____ Dataset records
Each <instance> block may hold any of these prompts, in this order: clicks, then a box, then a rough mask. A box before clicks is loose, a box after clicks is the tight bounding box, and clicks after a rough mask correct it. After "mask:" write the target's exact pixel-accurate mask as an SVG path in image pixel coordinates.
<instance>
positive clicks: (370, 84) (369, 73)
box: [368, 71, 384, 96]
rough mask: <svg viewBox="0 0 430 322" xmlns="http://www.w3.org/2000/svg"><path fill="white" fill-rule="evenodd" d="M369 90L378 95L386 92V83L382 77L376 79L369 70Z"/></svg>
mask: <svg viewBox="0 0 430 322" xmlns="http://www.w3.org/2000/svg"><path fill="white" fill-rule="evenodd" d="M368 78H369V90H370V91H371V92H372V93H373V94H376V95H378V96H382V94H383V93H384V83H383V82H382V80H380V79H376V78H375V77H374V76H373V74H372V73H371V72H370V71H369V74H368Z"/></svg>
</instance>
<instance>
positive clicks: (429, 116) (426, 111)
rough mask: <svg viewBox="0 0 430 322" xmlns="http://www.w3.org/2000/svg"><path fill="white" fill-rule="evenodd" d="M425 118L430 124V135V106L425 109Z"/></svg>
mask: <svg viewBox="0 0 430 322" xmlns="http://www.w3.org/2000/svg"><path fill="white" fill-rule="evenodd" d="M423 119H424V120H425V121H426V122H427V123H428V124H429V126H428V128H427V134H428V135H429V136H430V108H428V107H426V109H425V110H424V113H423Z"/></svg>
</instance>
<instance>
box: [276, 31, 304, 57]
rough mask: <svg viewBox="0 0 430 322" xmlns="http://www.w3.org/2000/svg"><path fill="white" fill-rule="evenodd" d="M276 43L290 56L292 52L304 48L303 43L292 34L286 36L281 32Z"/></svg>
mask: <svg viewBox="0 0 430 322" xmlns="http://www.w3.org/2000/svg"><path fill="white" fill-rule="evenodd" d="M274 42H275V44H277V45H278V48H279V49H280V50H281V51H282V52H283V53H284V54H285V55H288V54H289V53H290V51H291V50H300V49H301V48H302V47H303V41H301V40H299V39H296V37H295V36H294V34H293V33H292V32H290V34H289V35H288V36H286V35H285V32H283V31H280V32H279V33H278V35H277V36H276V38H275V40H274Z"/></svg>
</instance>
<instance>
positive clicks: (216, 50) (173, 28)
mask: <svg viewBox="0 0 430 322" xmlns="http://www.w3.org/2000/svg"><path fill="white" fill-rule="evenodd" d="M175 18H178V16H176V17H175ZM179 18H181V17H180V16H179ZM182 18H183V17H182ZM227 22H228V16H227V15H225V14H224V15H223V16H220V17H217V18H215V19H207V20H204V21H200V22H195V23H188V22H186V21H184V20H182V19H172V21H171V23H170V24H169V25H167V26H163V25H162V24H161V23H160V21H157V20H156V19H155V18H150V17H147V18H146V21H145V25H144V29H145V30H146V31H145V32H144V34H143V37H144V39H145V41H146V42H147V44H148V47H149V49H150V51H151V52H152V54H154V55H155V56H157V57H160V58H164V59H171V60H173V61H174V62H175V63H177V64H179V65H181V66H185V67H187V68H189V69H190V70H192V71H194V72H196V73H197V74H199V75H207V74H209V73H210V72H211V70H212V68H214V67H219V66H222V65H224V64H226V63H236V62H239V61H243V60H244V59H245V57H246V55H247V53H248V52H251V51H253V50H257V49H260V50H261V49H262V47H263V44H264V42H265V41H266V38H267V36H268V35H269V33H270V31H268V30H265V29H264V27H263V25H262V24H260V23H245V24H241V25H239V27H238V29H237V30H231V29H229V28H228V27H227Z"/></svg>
________
## [What this task involves]
Exactly reproduce every line of the records.

## [Response]
Each <instance> block may hold any of these prompts, in this order: clicks, then a box, then a rough mask. A box before clicks is loose, a box after clicks is the tight bounding box, and clicks after a rough mask correct it. After "mask:" write the target's exact pixel-accurate mask as an SVG path in image pixel coordinates.
<instance>
positive clicks: (370, 84) (369, 73)
box: [368, 71, 384, 96]
rough mask: <svg viewBox="0 0 430 322" xmlns="http://www.w3.org/2000/svg"><path fill="white" fill-rule="evenodd" d="M369 90L378 95L386 92V83L382 77L376 79L369 70Z"/></svg>
mask: <svg viewBox="0 0 430 322" xmlns="http://www.w3.org/2000/svg"><path fill="white" fill-rule="evenodd" d="M368 78H369V90H370V91H371V92H372V93H373V94H376V95H378V96H382V94H383V93H384V83H383V82H382V80H380V79H376V78H375V77H374V76H373V74H372V73H371V72H370V71H369V74H368Z"/></svg>
</instance>
<instance>
positive clicks: (429, 116) (426, 111)
rough mask: <svg viewBox="0 0 430 322" xmlns="http://www.w3.org/2000/svg"><path fill="white" fill-rule="evenodd" d="M425 118L430 124V135V106L425 109Z"/></svg>
mask: <svg viewBox="0 0 430 322" xmlns="http://www.w3.org/2000/svg"><path fill="white" fill-rule="evenodd" d="M423 119H424V120H425V121H426V122H427V123H428V124H429V126H428V128H427V134H428V135H429V136H430V108H428V107H426V109H425V110H424V113H423Z"/></svg>
</instance>
<instance>
box: [276, 31, 304, 57]
rough mask: <svg viewBox="0 0 430 322" xmlns="http://www.w3.org/2000/svg"><path fill="white" fill-rule="evenodd" d="M276 43L290 56L292 52L304 48L303 43L292 34L286 36L281 32Z"/></svg>
mask: <svg viewBox="0 0 430 322" xmlns="http://www.w3.org/2000/svg"><path fill="white" fill-rule="evenodd" d="M274 42H275V44H277V45H278V48H279V49H280V50H281V51H282V52H283V53H284V54H285V55H288V54H289V53H290V51H291V50H300V49H301V48H302V47H303V41H301V40H299V39H296V37H295V36H294V34H293V33H292V32H290V34H289V35H288V36H286V35H285V32H283V31H280V32H279V33H278V35H277V36H276V38H275V40H274Z"/></svg>
</instance>
<instance>
positive clicks: (216, 50) (173, 28)
mask: <svg viewBox="0 0 430 322" xmlns="http://www.w3.org/2000/svg"><path fill="white" fill-rule="evenodd" d="M175 18H178V16H176V17H175ZM179 18H181V17H180V16H179ZM182 18H183V17H182ZM227 22H228V16H227V15H225V14H224V15H223V16H220V17H217V18H215V19H207V20H204V21H200V22H195V23H188V22H186V21H184V20H182V19H172V21H171V23H170V24H169V25H167V26H163V25H162V24H161V23H160V21H157V20H156V19H155V18H150V17H147V18H146V21H145V25H144V29H145V30H146V31H145V32H144V34H143V37H144V39H145V41H146V42H147V44H148V47H149V49H150V51H151V52H152V54H154V55H155V56H157V57H160V58H164V59H171V60H173V61H174V62H175V63H177V64H179V65H181V66H185V67H187V68H189V69H190V70H192V71H194V72H196V73H197V74H199V75H207V74H209V73H210V72H211V70H212V68H214V67H219V66H222V65H224V64H226V63H236V62H239V61H243V60H244V59H245V57H246V55H247V53H248V52H251V51H253V50H257V49H260V50H261V49H262V47H263V44H264V42H265V41H266V38H267V36H268V35H269V33H270V31H268V30H265V29H264V27H263V25H262V24H260V23H245V24H241V25H239V27H238V29H237V30H231V29H229V28H228V27H227Z"/></svg>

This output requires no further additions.